(Beginning of Exercise data)
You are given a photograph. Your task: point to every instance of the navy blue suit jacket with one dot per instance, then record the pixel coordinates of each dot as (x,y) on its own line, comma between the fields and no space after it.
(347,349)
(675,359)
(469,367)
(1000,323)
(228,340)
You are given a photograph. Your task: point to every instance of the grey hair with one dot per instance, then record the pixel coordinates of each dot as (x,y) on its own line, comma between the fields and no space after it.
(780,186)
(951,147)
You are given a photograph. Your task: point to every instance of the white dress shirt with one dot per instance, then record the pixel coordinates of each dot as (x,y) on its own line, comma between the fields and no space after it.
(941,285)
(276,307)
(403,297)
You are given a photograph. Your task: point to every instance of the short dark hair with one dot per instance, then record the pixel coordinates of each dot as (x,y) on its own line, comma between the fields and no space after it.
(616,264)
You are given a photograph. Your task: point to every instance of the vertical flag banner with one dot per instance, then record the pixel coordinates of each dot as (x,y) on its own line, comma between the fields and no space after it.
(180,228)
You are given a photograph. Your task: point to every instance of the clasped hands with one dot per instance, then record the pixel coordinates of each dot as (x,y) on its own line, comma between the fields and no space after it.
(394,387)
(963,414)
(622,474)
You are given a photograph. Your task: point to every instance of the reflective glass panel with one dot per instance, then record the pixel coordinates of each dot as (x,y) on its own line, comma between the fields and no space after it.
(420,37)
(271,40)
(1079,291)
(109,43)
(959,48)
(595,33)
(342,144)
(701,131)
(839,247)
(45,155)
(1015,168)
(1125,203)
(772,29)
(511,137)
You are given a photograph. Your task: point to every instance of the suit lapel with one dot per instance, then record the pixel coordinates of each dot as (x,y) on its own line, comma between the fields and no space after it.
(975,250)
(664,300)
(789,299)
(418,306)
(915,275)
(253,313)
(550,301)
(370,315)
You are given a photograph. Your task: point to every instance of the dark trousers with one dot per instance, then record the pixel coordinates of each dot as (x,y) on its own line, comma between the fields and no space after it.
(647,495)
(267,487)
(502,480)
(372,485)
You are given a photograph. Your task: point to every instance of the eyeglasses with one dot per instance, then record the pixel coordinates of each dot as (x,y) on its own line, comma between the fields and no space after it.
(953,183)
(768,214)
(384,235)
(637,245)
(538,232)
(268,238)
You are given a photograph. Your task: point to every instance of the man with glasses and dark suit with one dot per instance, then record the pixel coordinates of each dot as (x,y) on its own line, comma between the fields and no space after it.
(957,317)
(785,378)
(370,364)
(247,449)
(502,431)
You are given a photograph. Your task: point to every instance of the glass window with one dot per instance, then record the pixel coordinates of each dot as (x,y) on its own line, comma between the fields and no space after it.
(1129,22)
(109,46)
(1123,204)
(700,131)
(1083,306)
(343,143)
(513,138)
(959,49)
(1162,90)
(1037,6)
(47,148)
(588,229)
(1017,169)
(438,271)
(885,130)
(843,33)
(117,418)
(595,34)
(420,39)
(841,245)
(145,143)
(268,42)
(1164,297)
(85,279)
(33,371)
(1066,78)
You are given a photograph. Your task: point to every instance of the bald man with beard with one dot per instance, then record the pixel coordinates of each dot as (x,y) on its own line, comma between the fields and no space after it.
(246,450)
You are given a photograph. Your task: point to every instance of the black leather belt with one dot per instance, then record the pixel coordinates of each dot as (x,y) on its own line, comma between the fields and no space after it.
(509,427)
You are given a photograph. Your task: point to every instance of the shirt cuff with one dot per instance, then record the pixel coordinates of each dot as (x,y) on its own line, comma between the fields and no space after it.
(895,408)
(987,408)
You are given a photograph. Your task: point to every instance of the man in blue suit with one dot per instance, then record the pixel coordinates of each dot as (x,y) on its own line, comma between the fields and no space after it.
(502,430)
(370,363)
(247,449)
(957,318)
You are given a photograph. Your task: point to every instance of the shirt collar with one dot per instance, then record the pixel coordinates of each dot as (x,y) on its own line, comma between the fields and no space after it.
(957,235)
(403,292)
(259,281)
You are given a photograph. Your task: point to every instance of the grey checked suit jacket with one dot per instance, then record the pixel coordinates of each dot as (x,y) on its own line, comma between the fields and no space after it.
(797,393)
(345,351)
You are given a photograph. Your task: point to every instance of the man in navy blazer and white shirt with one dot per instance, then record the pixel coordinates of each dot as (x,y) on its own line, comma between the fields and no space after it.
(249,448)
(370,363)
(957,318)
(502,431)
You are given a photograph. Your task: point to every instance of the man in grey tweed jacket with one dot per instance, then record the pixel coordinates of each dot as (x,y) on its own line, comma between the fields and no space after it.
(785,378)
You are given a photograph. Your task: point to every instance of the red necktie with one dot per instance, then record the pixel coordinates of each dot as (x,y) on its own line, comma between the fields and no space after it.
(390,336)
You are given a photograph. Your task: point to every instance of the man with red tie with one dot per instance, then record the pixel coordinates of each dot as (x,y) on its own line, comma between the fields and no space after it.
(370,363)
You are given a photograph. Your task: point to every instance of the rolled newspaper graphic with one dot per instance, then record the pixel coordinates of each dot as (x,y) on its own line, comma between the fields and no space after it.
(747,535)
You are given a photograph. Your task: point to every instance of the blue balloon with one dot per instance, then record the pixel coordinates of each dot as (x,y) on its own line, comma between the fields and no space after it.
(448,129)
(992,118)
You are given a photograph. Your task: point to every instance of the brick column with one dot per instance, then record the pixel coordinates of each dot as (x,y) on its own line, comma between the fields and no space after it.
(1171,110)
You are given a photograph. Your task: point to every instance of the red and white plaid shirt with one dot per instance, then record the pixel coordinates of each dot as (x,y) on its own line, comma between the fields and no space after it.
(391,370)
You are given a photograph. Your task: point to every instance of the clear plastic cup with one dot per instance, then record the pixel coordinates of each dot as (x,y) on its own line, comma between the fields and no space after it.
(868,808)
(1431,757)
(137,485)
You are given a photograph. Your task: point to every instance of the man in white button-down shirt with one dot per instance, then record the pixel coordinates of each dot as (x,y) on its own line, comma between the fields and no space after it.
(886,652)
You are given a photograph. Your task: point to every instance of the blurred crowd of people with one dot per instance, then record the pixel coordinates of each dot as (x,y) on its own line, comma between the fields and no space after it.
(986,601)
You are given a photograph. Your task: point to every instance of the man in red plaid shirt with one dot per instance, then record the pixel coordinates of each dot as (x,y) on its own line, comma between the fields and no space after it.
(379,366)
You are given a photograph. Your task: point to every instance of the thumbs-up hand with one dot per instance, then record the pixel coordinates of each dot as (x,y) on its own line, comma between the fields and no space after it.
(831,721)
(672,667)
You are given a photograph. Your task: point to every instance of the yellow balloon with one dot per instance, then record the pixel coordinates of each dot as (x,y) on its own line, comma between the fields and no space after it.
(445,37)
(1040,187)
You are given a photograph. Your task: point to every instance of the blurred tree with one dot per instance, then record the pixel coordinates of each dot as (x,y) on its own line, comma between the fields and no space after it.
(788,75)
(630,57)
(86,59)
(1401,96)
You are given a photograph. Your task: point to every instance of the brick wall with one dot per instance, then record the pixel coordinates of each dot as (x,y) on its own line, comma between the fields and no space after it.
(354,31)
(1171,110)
(End of Exercise data)
■ Assignment:
What you return must match the listing above exactly, with every line included.

■ Response to the exercise:
You are given a photograph. Your task: point to every instance of the navy blue suit jacket with one dot per instance, then record the pixel coordinates of each dot as (x,y) on its own line, comma between the fields and no space after it.
(347,349)
(675,359)
(469,367)
(1000,323)
(228,340)
You are given a photograph. Your task: point to every instance of the grey hair with one dot per instance, then record the pixel coordinates of each dot as (x,y) on its own line, comma between the fields and no space after it.
(780,186)
(951,147)
You are given a photograph. Your task: point to every instance of the white dress shirt with one dot per instance, then record the pixel coordinates of each dot as (x,y) on its own line, comma between the fields and no space after it.
(941,285)
(276,307)
(403,297)
You are given a photograph. Your task: point to every instance of the short dark hair with one dot per instance, then record the pixel coordinates of each dot as (x,y) on its own line, comma between the fields and no space after it.
(616,264)
You are given a photograph. Your task: point to every instance of the vertical flag banner with one dot per instance, then record the pixel coordinates of each dot as (x,y) on its own line, comma between the fields and no space after it.
(180,228)
You are given a photograph. Your task: point to every instance of the clasped hands with one dot per instance, then record the pixel coordinates of each dot as (x,y) on its own line, comma between the fields and no space after it.
(394,387)
(963,414)
(622,474)
You are given a photograph. Your task: point to every instance of the reflective glass panel with one dot per instance, then record the pixel coordinates of each dot as (x,y) on its own line, comma between the fields and no space after it.
(420,37)
(271,40)
(1079,291)
(109,43)
(959,48)
(595,33)
(342,144)
(701,131)
(839,247)
(45,155)
(1015,168)
(1125,203)
(772,29)
(511,137)
You are given a photograph. Your task: point to every instance of the suit lapel with one dot per instance, then record the pixel coordinates of each dot as (x,y) on its own line, comma between the fields and no space after it.
(975,250)
(664,300)
(789,299)
(418,306)
(915,275)
(253,313)
(550,301)
(370,315)
You are given a photograph. Your task: point to every instance of the dark trousers with one dot per instance, then record the pixel coordinates of each dot as (x,y) on its own line, comma between the fields and no space after it.
(647,495)
(267,487)
(502,480)
(372,485)
You are given a photograph. Your task: point to every instance of the eyeglasses with one dot per instance, then record the pixel coordinates of each dot as (x,y) on its own line, comma between the fields and no space after it.
(953,183)
(768,214)
(384,235)
(637,245)
(538,232)
(268,238)
You are given a photograph. Your task: point to every instance of the man with glasses and dark suit with one dot per instance, then record the pixel coordinates of each dot as (x,y) on its own line, comma between the fields and no space after it.
(957,317)
(785,378)
(370,364)
(247,449)
(502,431)
You are given a photograph. Your task: point to every instance of the glass window with one dot per instance, then record the pixel coordinates of each dot as (x,y) on its own line, comma between the fields and no space after it.
(1129,22)
(109,46)
(1123,204)
(700,131)
(1083,306)
(343,143)
(513,138)
(959,49)
(1162,90)
(1037,6)
(47,148)
(588,229)
(1017,169)
(438,271)
(885,130)
(843,33)
(117,418)
(595,34)
(420,39)
(841,245)
(145,143)
(268,42)
(1164,297)
(85,279)
(33,371)
(1066,78)
You are given a photograph. Your task: point to every instance of the bald man with beard with one dot per instance, then record the pixel coordinates of each dot as (x,y) on its own line, comma between the fields and no space after it.
(246,450)
You are given a photograph. Your task: point to every instance of the black leather belt with one dot per instance, then record the pixel coordinates of each dot as (x,y) on its own line, comma between the fields and no space after it.
(509,427)
You are given a photograph. Your task: point to every instance of the shirt cuff with one dot per instance, then record the pixel coordinates of each dot as (x,y) on its own line, comma between the fields and no space after it.
(895,408)
(987,408)
You are given a photograph. Your task: point to every instance of the man in blue suit with one dot per instance, then record the pixel coordinates of each dot as (x,y) on its own line, comma between the fields and no space after it.
(502,430)
(370,363)
(247,449)
(957,318)
You are given a photograph. Your task: point to every instance of the shirt collar with one dot per instance, then record the pixel coordinates of each dot as (x,y) on its own line, comma between the fields and no space after it.
(957,235)
(403,292)
(259,281)
You are given a photograph. Your task: point to every instance of the grey checked suit jacket with one dot per instance, then record the pixel coordinates of each dot as (x,y) on its own line, comma between the fields and no space after it.
(797,393)
(345,351)
You are given a photograph. Your task: point to every instance of the man in navy blazer and white shirt with one dot per instance, then record the pixel coordinates of each dot as (x,y) on its own line, comma between the fields and no space after it.
(249,448)
(370,363)
(957,318)
(502,431)
You are given a photograph. Your task: point to every instance of the man in grey tweed jacket with one dot per instance, then record the pixel coordinates of each dot as (x,y) on its own line, comma between the fields and no space after it.
(785,378)
You are given a photograph. Your task: point to every instance of the red necktie with one dot per instance, then record the pixel coordinates of each dot as (x,y) on its own line, comma between the fields and no space after it.
(390,336)
You are given a photograph. Your task: point to every instance of the man with red tie with one dot per instance, then record the pixel coordinates of each dot as (x,y) on its own line, comma between the fields and no space after it.
(370,363)
You are given a photograph. Your task: point to every instance of the rolled newspaper graphic with one dot per instance, then record the pixel coordinates of each dot as (x,y) on its own line, comma between the fields and no space after it.
(747,535)
You are given a photograph. Your task: point to every instance of the blue balloon with one dot per instance, then record the pixel coordinates of each dot as (x,y) on its own line, comma between the fields and no space after it.
(448,129)
(992,118)
You are given a photograph. Your task: point to every instance of the brick column with one dot per instance, then record the pixel coordinates of each dot as (x,y) on its own line, comma between the fields and no space after it.
(1171,110)
You are given a photograph. Your task: point to every instance of the red and white plaid shirt with one dot per instance, then record the pixel coordinates of each dot as (x,y) on its own line, comma between the fields and no space after it.
(391,370)
You are given a photograph. Your task: point to every instance of the clear plastic cup with one dot per instance, then record the pixel coordinates of each dot as (x,y) on its own line, comma between the fields and no space after it.
(868,808)
(1431,757)
(137,485)
You are given a photograph. Your task: point to every instance of the man in white button-down shirt with one dot per instance, then record the pixel coordinates of each dot as (x,y) on its own line, comma between the fields and no space after it.
(886,652)
You are given a photograph. Your task: point to every instance of the blurred crowd of people with one dot per instance, then record the pixel coordinates of each dot as (x,y) on its own line, comma between the fields and no space after it.
(986,601)
You are given a photograph. Your task: point to every instance of the man in red plaid shirt with one dot per instance, then record the pixel coordinates of each dot as (x,y) on its own line, comma between the fields and no space after it.
(379,366)
You are given a photograph. Your task: point to every instance of the thumbs-up hand with one dot per instance, then record the pixel coordinates of each dot as (x,y) on its own line, comma between the fields and no space after it.
(831,721)
(672,667)
You are given a photograph. Your task: point to every instance of the yellow balloon with one dot per instance, then record the pixel coordinates of each dot as (x,y) on its own line, comma between the fields and no space after it.
(445,37)
(1040,187)
You are given a photograph. Your task: point to every instance of the blurred tree with one dot per instance, then record the pixel coordinates of each dot as (x,y) on its own line, comma between the fields and no space after it.
(788,75)
(630,57)
(86,59)
(1401,96)
You are given a photograph. Your task: point to every instance of the brick wall with one dot per instance, then record the pixel coordinates of each dot as (x,y) on its own line, comma between the fields and no space after it.
(354,31)
(1171,110)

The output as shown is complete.